REQUIRED WORK — Write out every record below exactly as it stands, leaving the pictures out.

Stored data entries:

★ ★ ★ ★ ★ ★ ★

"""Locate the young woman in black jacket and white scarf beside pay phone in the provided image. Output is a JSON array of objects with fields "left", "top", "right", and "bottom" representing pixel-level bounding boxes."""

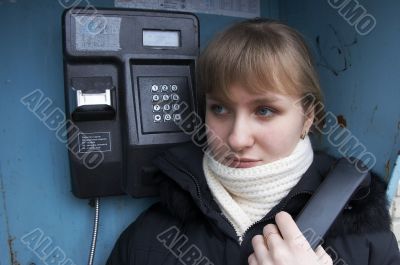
[{"left": 107, "top": 19, "right": 400, "bottom": 265}]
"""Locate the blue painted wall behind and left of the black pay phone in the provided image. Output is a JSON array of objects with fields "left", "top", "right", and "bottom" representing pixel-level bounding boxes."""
[{"left": 0, "top": 0, "right": 278, "bottom": 265}]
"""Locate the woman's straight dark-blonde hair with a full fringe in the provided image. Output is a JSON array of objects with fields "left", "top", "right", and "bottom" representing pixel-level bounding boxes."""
[{"left": 197, "top": 19, "right": 324, "bottom": 129}]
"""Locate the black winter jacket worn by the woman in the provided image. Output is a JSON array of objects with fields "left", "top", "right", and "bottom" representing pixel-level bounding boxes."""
[{"left": 107, "top": 144, "right": 400, "bottom": 265}]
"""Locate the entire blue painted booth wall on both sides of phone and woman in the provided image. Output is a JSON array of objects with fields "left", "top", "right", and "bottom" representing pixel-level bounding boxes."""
[{"left": 0, "top": 0, "right": 400, "bottom": 265}]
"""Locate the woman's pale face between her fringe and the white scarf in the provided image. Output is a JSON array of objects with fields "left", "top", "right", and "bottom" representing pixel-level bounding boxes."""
[{"left": 206, "top": 85, "right": 314, "bottom": 168}]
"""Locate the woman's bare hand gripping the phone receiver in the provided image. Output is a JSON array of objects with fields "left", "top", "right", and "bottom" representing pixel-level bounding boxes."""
[{"left": 248, "top": 212, "right": 332, "bottom": 265}]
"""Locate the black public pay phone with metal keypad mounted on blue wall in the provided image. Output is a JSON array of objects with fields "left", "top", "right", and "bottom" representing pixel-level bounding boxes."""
[{"left": 63, "top": 8, "right": 199, "bottom": 198}]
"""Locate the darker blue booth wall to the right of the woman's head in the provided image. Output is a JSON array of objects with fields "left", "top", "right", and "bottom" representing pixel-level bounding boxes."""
[{"left": 279, "top": 0, "right": 400, "bottom": 184}]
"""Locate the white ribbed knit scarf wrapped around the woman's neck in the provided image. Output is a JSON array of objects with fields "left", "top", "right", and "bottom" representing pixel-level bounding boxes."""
[{"left": 203, "top": 137, "right": 313, "bottom": 241}]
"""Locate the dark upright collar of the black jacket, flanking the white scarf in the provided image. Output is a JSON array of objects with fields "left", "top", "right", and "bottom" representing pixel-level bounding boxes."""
[{"left": 154, "top": 143, "right": 334, "bottom": 240}]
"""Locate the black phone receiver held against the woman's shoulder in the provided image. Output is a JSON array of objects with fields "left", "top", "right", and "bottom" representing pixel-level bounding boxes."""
[{"left": 296, "top": 158, "right": 369, "bottom": 250}]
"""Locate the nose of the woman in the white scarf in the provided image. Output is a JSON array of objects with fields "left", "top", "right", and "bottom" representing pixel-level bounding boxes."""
[{"left": 228, "top": 117, "right": 254, "bottom": 152}]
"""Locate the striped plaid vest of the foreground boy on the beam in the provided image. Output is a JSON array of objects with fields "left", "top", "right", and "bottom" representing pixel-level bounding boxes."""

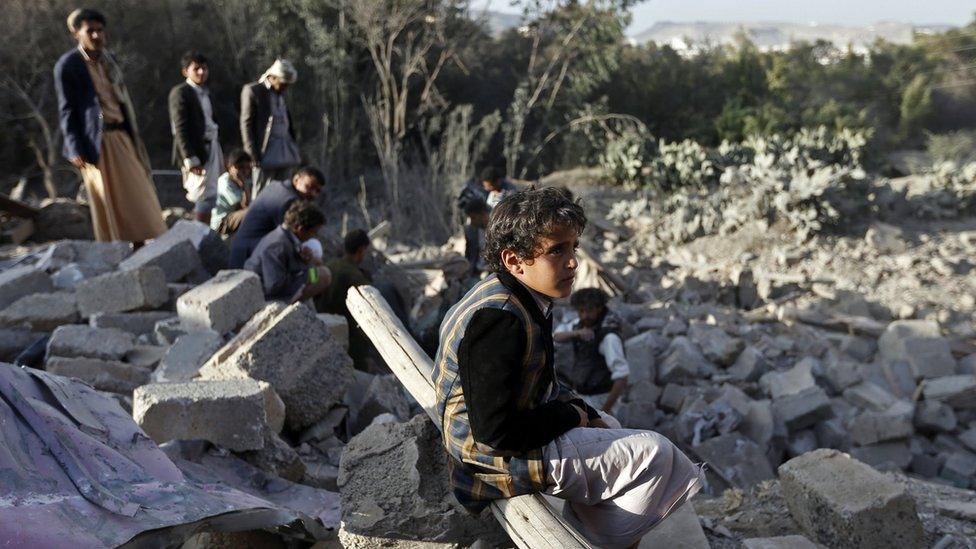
[{"left": 433, "top": 274, "right": 560, "bottom": 512}]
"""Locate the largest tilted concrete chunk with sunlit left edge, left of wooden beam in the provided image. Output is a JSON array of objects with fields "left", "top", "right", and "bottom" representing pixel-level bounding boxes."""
[{"left": 200, "top": 302, "right": 352, "bottom": 430}]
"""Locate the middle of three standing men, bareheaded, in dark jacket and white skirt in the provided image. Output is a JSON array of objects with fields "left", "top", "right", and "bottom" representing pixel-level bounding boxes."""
[{"left": 169, "top": 51, "right": 224, "bottom": 224}]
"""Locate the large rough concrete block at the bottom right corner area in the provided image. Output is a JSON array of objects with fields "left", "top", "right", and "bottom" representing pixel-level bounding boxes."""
[{"left": 779, "top": 449, "right": 925, "bottom": 549}]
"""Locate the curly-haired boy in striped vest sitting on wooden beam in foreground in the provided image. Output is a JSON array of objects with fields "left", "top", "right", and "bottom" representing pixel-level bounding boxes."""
[{"left": 433, "top": 188, "right": 701, "bottom": 548}]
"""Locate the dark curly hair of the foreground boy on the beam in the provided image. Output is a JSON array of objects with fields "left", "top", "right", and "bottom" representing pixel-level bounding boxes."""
[{"left": 482, "top": 187, "right": 586, "bottom": 273}]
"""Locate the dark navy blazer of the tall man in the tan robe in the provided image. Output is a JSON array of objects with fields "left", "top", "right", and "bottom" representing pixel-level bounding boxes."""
[{"left": 54, "top": 48, "right": 133, "bottom": 164}]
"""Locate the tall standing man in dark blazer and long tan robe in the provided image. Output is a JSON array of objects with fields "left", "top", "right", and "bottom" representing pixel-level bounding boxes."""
[{"left": 54, "top": 9, "right": 166, "bottom": 244}]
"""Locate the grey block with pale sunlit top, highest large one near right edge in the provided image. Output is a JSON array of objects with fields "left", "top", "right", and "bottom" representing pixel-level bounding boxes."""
[{"left": 878, "top": 320, "right": 956, "bottom": 379}]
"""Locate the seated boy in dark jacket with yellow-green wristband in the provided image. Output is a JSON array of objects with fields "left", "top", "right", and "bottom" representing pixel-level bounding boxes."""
[{"left": 244, "top": 200, "right": 332, "bottom": 303}]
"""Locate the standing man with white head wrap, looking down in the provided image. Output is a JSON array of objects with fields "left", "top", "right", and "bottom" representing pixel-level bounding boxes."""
[{"left": 241, "top": 59, "right": 301, "bottom": 197}]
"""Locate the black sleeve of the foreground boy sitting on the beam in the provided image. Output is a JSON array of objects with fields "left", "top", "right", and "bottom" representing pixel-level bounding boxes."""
[{"left": 458, "top": 309, "right": 580, "bottom": 452}]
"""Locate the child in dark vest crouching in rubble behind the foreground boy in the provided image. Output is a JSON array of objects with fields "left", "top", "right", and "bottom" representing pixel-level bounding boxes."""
[{"left": 553, "top": 288, "right": 630, "bottom": 413}]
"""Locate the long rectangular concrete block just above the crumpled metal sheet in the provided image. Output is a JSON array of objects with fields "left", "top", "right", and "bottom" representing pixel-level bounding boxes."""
[{"left": 132, "top": 379, "right": 285, "bottom": 451}]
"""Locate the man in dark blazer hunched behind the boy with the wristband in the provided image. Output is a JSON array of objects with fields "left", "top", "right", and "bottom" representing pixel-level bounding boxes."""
[{"left": 230, "top": 166, "right": 325, "bottom": 269}]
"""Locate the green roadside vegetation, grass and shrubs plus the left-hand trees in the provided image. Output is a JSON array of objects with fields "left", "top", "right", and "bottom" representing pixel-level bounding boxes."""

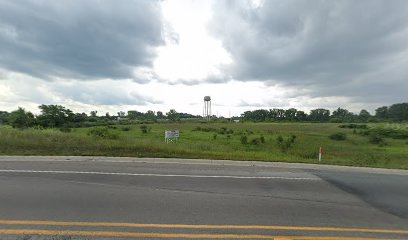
[{"left": 0, "top": 102, "right": 408, "bottom": 169}]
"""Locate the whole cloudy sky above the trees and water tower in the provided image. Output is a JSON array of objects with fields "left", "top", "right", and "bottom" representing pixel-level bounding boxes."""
[{"left": 0, "top": 0, "right": 408, "bottom": 117}]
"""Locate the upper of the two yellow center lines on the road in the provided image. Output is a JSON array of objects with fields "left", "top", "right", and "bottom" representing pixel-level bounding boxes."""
[{"left": 0, "top": 220, "right": 408, "bottom": 234}]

★ ★ ★ ★ ★ ★ ★

ANSWER SPACE —
"""Locate the young woman in black jacket and white scarf beside pay phone in the provided image. Output is a JSON array of objects with fields "left", "top", "right", and "bottom" representing pixel-level bounding boxes."""

[{"left": 107, "top": 19, "right": 400, "bottom": 265}]
"""Locate the blue painted wall behind and left of the black pay phone in the provided image. Output is a JSON array of objects with fields "left", "top", "right", and "bottom" representing pixel-level bounding boxes."""
[{"left": 0, "top": 0, "right": 278, "bottom": 265}]
"""Locate the woman's straight dark-blonde hair with a full fringe in the provided image. Output is a JSON array of objects with fields "left", "top", "right", and "bottom" representing pixel-level bounding boxes."""
[{"left": 197, "top": 19, "right": 324, "bottom": 129}]
"""Locate the black winter jacket worn by the woman in the provided image. Output is a JSON array of objects with fields "left", "top", "right", and "bottom" representing pixel-level bounding boxes."""
[{"left": 107, "top": 144, "right": 400, "bottom": 265}]
"""Locate the entire blue painted booth wall on both sides of phone and woman in the provided image. Output is a JSON array of objects with fields "left", "top", "right", and "bottom" representing pixel-level bounding boxes."""
[{"left": 0, "top": 0, "right": 400, "bottom": 265}]
"""Locate the woman's pale face between her fringe and the white scarf in the provided image. Output is a JSON array of objects with fields "left", "top", "right", and "bottom" representing pixel-level bounding boxes."""
[{"left": 206, "top": 85, "right": 314, "bottom": 168}]
"""Locate the woman's bare hand gripping the phone receiver in the provided image. Output is a JSON array of objects with fields "left", "top", "right", and "bottom" representing pixel-level bounding boxes."""
[{"left": 248, "top": 212, "right": 332, "bottom": 265}]
"""Locate the black public pay phone with metal keypad mounted on blue wall in the provided image. Output is a JSON array of objects with fields "left", "top", "right", and "bottom" representing pixel-level bounding boxes."""
[{"left": 63, "top": 8, "right": 199, "bottom": 198}]
"""Locate the darker blue booth wall to the right of the woman's head in the provided image. Output is a JSON array of objects with fields "left", "top", "right", and "bottom" representing pixel-level bounding boxes."""
[{"left": 279, "top": 0, "right": 400, "bottom": 184}]
"""Locate the white ribbed knit scarf wrapped around the woman's neck in the provided image. Output is a JSON array of objects with fields "left", "top", "right", and "bottom" representing pixel-level bounding boxes."""
[{"left": 203, "top": 137, "right": 313, "bottom": 241}]
"""Locate the dark upright collar of the black jacket, flanking the white scarf in the provided image. Output is a JSON array of objects with fields "left", "top", "right", and "bottom" representing pixel-level bounding boxes."""
[{"left": 154, "top": 143, "right": 334, "bottom": 240}]
"""Locate the black phone receiver held against the woman's shoulder in the provided image. Output is a JSON array of objects with fields "left", "top", "right", and "bottom" representing pixel-level bounding boxes."""
[{"left": 296, "top": 158, "right": 369, "bottom": 250}]
"""Locate the nose of the woman in the white scarf in the provided image. Output is a JSON array of objects with fields "left", "top", "right", and "bottom" representing pixel-level bounding boxes."""
[{"left": 228, "top": 117, "right": 254, "bottom": 152}]
"""Locate the striped plaid vest of the foreground boy on the beam in the provided image. Output is a JSON array of objects with fields "left", "top", "right", and "bottom" representing pixel-level bounding boxes."""

[{"left": 433, "top": 274, "right": 560, "bottom": 512}]
"""Locate the largest tilted concrete chunk with sunlit left edge, left of wooden beam in the provided image. Output is a JSON array of objects with fields "left", "top", "right", and "bottom" representing pixel-level bounding boxes."""
[{"left": 200, "top": 302, "right": 352, "bottom": 430}]
"""Locate the middle of three standing men, bareheaded, in dark jacket and white skirt in the provided image. Output is a JSON array of objects with fields "left", "top", "right", and "bottom" representing pixel-level bounding boxes."""
[{"left": 169, "top": 51, "right": 224, "bottom": 224}]
"""Locate the large rough concrete block at the bottom right corner area in the provided image. Output is a JSON array of objects with fields "left", "top", "right", and "bottom" representing pixel-level bounding boxes."""
[{"left": 779, "top": 449, "right": 925, "bottom": 549}]
"""Locate the curly-haired boy in striped vest sitting on wooden beam in foreground in the provided image. Output is a JSON array of objects with fields "left", "top", "right", and "bottom" representing pixel-level bounding boxes."""
[{"left": 433, "top": 188, "right": 701, "bottom": 548}]
"""Locate the dark curly hair of the foreground boy on the beam in the provided image. Output is a JSON array of objects with fields "left", "top", "right", and "bottom" representing pixel-level bounding boxes."""
[{"left": 482, "top": 187, "right": 586, "bottom": 273}]
"""Locate the dark navy blazer of the tall man in the tan robe in the provided image. Output is a JSON array of objects with fields "left", "top", "right", and "bottom" representing pixel-level bounding boxes."""
[{"left": 54, "top": 48, "right": 133, "bottom": 164}]
"""Locate the tall standing man in dark blazer and long tan robe in the provided image. Output is a JSON array of objects with fields "left", "top", "right", and "bottom" representing pixel-level bounding boxes."""
[{"left": 54, "top": 9, "right": 166, "bottom": 244}]
"""Locate the grey block with pale sunlit top, highest large one near right edge in the provided image. Output is a JSON array of objects with fields "left", "top", "right", and "bottom" representing pixel-level bounding boxes."""
[{"left": 878, "top": 320, "right": 956, "bottom": 379}]
"""Locate the seated boy in dark jacket with yellow-green wristband in the provided image. Output is a JSON array of objects with fields "left", "top", "right", and "bottom" representing pixel-level bounding boxes."""
[{"left": 244, "top": 200, "right": 332, "bottom": 303}]
"""Locate the standing man with white head wrap, looking down in the provided image. Output is a JSON array of objects with fields "left", "top", "right", and "bottom" representing pixel-level bounding boxes."""
[{"left": 241, "top": 59, "right": 301, "bottom": 197}]
"""Locate the black sleeve of the foreground boy sitting on the beam in the provided image. Output is a JSON array of objects with fields "left", "top", "right", and "bottom" representing pixel-level bounding boxes."""
[{"left": 458, "top": 309, "right": 580, "bottom": 452}]
"""Locate the child in dark vest crouching in rubble behind the foreground boy in the provided image. Output is a JSON array of objects with fields "left", "top", "right", and "bottom" representing pixel-level bounding boxes."""
[{"left": 553, "top": 288, "right": 630, "bottom": 413}]
"""Locate the long rectangular concrete block just above the crumpled metal sheet in the provided image. Output is a JSON array of objects with fields "left", "top", "right", and "bottom" representing pixel-level bounding boxes."""
[{"left": 132, "top": 379, "right": 285, "bottom": 451}]
"""Locate the man in dark blazer hunched behind the boy with the wristband in the provided image. Output is a JSON array of objects with fields "left", "top", "right", and "bottom" representing pixel-level bounding boxes."""
[{"left": 230, "top": 166, "right": 325, "bottom": 269}]
"""Locate the green roadside vegetation, grass and shrubs plus the left-hand trees in the provided image. Output is a JSON array of objects with fields "left", "top", "right", and "bottom" representing pixel-level bounding boxes."""

[{"left": 0, "top": 102, "right": 408, "bottom": 169}]
"""Locate the whole cloudy sky above the trees and water tower in the provided image. Output is a JSON array of objects with fields "left", "top", "right", and "bottom" representing pixel-level bounding boxes."""
[{"left": 0, "top": 0, "right": 408, "bottom": 117}]
"""Locate the upper of the two yellow center lines on the road in the provided image. Output is a JSON array of objects with fields "left", "top", "right", and "bottom" representing pixel-level bounding boxes."""
[{"left": 0, "top": 220, "right": 408, "bottom": 234}]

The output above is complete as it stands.